***** Extrait *****

L'Association des constructeurs européens d'automobile a demandé à l'Union européenne de surseoir à la réglementation CO2 entrée en vigueur le 1er janvier et qui doit se traduire par de sévères amendes pour ceux qui ne respecteront pas les objectifs. Est-ce un bon message envoyé à l'opinion publique ?

C'est à nous de prendre cette bascule de l'opinion publique comme un fait inéluctable. Chez Hyundai, nous continuons à travailler sur la base de cette réglementation en baissant nos CO2. Il est vrai néanmoins que nous sommes probablement mieux placés que d'autres avec notre gamme de véhicules électrifiés.

Comment voyez-vous la reprise ?

Nous voyons passer différentes études de cabinet et la question c'est de savoir si la reprise aura lieu avant ou après les vacances. Ces mêmes études évoquent le chiffre d'une année à 1,7 million de véhicules en France... Ce qui, comparé à la crise de 2008, ne serait pas une si mauvaise année que cela. Mais cela signifiera aussi que le gouvernement aura mis en place un dispositif d'aide à l'achat de voitures. Je ne suis pas certain que ce soit la piste qu'empruntera le gouvernement tout simplement parce qu'un tel dispositif coûtera très cher au contribuable. En outre, je ne suis pas favorable à une prime à la casse, car, on le sait, c'est un dispositif qui pousse les consommateurs vers les petites voitures, ce qui revient à encourager l'achat de voitures où il y a très peu de marges, peu de rentrées de TVA et ne sont pas nécessairement les plus vertueuses d'un point de vue environnementale.

Dans ce contexte de visibilité très réduite, vous vous préparez néanmoins à une reprise...

Les premiers clients qui arriveront après le confinement seront ceux qui ont absolument besoin d'une voiture, ce sera une démarche très rationnelle. Pour répondre à ces besoins, la clé du succès sera les stocks disponibles. Chez Hyundai, nous avons décidé de ne pas réduire nos approvisionnements. Il y aura un deuxième sujet à ne pas manquer. Nous travaillons à des actions marketing très ciblées et dirigées pour s'adresser aux consommateurs, afin de dégager le meilleur retour sur investissement marketing. Cette stratégie marketing sera d'autant plus nécessaire compte tenu de l'agenda de nouveautés qui nous attend à la rentrée.

***** Entrées fournies *****

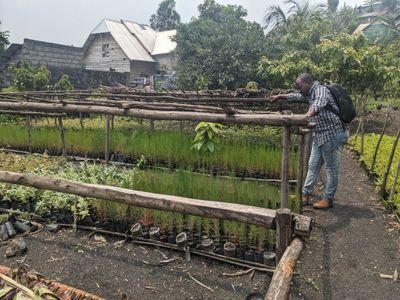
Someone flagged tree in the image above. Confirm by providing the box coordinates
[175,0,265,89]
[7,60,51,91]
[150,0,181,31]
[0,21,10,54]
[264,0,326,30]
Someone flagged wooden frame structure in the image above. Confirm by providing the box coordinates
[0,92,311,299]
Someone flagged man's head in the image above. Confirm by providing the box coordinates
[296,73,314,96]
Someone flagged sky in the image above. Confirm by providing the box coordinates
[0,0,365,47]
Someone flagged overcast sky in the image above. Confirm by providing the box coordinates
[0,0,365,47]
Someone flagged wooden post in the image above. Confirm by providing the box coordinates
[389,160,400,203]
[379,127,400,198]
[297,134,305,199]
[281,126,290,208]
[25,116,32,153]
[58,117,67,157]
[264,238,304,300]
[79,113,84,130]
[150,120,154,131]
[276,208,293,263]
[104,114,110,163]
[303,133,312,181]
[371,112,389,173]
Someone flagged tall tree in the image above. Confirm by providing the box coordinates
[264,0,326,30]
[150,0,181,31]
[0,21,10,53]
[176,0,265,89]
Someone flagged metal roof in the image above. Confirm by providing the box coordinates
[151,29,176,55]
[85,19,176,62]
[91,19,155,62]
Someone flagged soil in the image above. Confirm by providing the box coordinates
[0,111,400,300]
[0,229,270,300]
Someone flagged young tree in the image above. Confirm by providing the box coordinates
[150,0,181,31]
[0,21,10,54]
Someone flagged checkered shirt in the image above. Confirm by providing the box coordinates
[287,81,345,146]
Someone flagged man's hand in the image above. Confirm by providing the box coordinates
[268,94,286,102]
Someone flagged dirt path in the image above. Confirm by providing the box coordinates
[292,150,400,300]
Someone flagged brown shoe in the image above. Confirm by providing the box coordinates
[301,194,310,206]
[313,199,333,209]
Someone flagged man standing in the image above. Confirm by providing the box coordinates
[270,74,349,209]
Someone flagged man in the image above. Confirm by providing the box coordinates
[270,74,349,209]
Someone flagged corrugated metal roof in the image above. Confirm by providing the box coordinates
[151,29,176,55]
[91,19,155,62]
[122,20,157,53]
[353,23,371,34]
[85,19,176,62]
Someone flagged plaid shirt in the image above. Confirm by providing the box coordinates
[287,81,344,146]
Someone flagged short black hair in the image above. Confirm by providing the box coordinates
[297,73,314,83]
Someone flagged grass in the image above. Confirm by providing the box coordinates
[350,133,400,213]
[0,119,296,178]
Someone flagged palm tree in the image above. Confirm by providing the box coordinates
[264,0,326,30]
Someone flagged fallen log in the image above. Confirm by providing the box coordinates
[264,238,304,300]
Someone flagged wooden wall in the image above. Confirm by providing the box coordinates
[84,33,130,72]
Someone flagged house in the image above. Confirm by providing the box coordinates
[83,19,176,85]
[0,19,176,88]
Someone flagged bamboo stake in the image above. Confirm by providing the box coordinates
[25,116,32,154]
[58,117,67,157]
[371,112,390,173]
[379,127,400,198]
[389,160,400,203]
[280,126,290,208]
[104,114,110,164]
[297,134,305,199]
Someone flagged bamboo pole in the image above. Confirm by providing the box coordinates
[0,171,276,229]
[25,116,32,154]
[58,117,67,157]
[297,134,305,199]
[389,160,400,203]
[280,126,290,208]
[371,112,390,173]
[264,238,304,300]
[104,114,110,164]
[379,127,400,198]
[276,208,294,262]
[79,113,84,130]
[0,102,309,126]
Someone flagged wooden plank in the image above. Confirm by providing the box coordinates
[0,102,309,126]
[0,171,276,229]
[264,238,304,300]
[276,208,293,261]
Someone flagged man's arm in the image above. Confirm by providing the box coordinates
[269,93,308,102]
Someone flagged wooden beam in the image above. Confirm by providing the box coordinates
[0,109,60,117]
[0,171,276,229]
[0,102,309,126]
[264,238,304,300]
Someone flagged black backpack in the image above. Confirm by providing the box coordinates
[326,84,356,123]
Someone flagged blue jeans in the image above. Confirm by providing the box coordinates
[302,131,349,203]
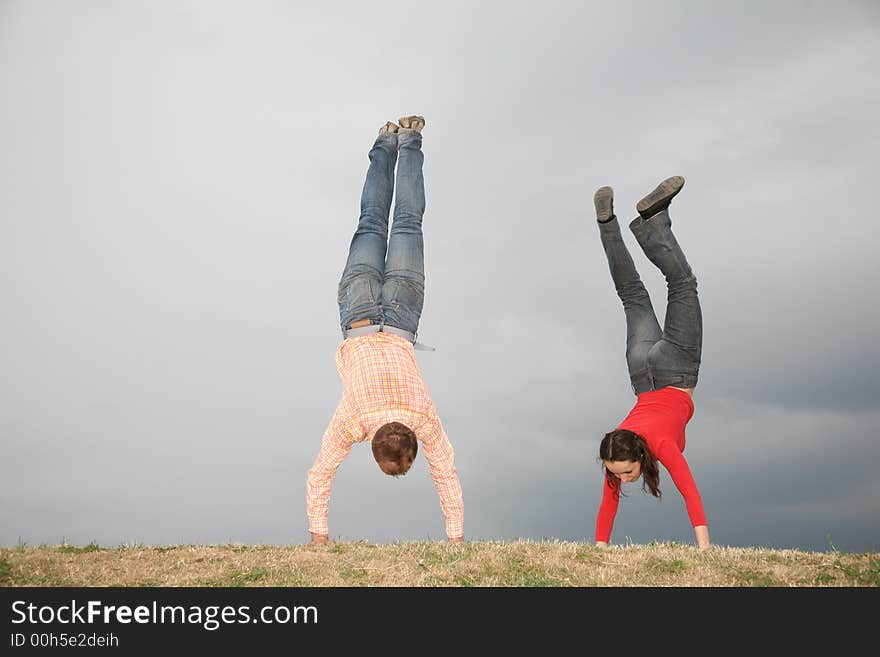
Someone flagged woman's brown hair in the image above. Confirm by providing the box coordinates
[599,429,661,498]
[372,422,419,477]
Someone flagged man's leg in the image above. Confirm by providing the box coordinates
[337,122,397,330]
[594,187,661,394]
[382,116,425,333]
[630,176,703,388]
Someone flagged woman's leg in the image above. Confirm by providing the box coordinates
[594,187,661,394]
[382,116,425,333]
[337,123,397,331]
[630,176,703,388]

*****

Consigne | Rédigez la suite de l'entretien sur le marché automobile après le confinement, en reprenant juste après sa dernière phrase.

Réponse attendue |
Ne craignez vous pas néanmoins que les ventes cette année soit des ventes très rationnelles, c'est à dire sur les finitions les plus basses et avec des prises d'options parcimonieuses, ce qui impactera votre rentabilité ?

Le deuxième semestre livrera à nos clients pas moins de quatre nouveaux modèles parmi lesquels le nouveau Tucson... Autrement dit, c'est le moment où nous réalisons les meilleures rentabilités dans les ventes. En outre, nous serons également portés par le renouvellement de notre clientèle historique, ce qui est plutôt favorable au mix produit.

N'y a-t-il pas néanmoins un risque de guerre des prix parce qu'il va falloir redémarrer les usines et les faire tourner...

C'est une des questions que tout le monde se pose. Il faut garder en tête que la plupart des constructeurs ont arrêté leurs usines, ils ont donc très peu de stocks. S'il y a un risque, il est plutôt volumétrique que sur le mix produit. Dans des moments comme celui-là, la priorité c'est d'abord le compte de résultat. Il est peu probable que les constructeurs le sacrifient au nom des parts de marché.